(Dataset excerpts)
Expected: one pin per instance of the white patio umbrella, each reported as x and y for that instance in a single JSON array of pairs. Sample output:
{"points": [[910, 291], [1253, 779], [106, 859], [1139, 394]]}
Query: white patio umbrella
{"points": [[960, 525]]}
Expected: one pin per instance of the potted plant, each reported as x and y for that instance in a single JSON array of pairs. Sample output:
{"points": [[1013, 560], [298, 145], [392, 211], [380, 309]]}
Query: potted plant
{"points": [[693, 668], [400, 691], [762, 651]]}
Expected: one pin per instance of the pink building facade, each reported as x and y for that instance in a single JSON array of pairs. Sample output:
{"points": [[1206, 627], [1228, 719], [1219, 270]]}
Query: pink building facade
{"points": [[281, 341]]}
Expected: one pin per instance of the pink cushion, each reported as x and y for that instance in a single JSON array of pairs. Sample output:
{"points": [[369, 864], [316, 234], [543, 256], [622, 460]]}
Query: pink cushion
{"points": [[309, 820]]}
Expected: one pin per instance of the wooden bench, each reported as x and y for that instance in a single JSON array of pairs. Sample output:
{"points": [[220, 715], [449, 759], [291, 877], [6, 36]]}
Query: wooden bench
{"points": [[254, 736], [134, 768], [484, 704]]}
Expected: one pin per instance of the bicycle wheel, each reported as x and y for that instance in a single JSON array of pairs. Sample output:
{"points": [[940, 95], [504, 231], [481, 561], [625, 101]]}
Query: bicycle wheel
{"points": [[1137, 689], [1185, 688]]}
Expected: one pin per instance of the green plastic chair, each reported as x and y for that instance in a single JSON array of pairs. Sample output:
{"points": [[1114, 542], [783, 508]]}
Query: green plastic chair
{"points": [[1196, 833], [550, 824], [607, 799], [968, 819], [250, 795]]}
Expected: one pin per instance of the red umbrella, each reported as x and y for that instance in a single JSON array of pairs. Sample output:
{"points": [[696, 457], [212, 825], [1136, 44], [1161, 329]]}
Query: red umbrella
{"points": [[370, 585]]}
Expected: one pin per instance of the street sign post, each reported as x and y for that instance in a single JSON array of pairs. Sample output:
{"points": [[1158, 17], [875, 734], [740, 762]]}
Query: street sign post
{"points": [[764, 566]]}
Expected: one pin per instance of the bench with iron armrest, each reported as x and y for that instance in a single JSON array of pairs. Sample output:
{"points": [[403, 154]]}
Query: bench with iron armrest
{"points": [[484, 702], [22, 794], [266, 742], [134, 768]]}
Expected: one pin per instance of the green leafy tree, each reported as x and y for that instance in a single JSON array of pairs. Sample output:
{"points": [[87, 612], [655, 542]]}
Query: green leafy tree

**Task objective:** Find every line in the records that contains the word "leafy"; copy those lines.

**Written reply:**
Expected: one pin per instance of the green leafy tree, each reported as x and y for that instance in a single JSON array of pairs. Sample output:
Query: green leafy tree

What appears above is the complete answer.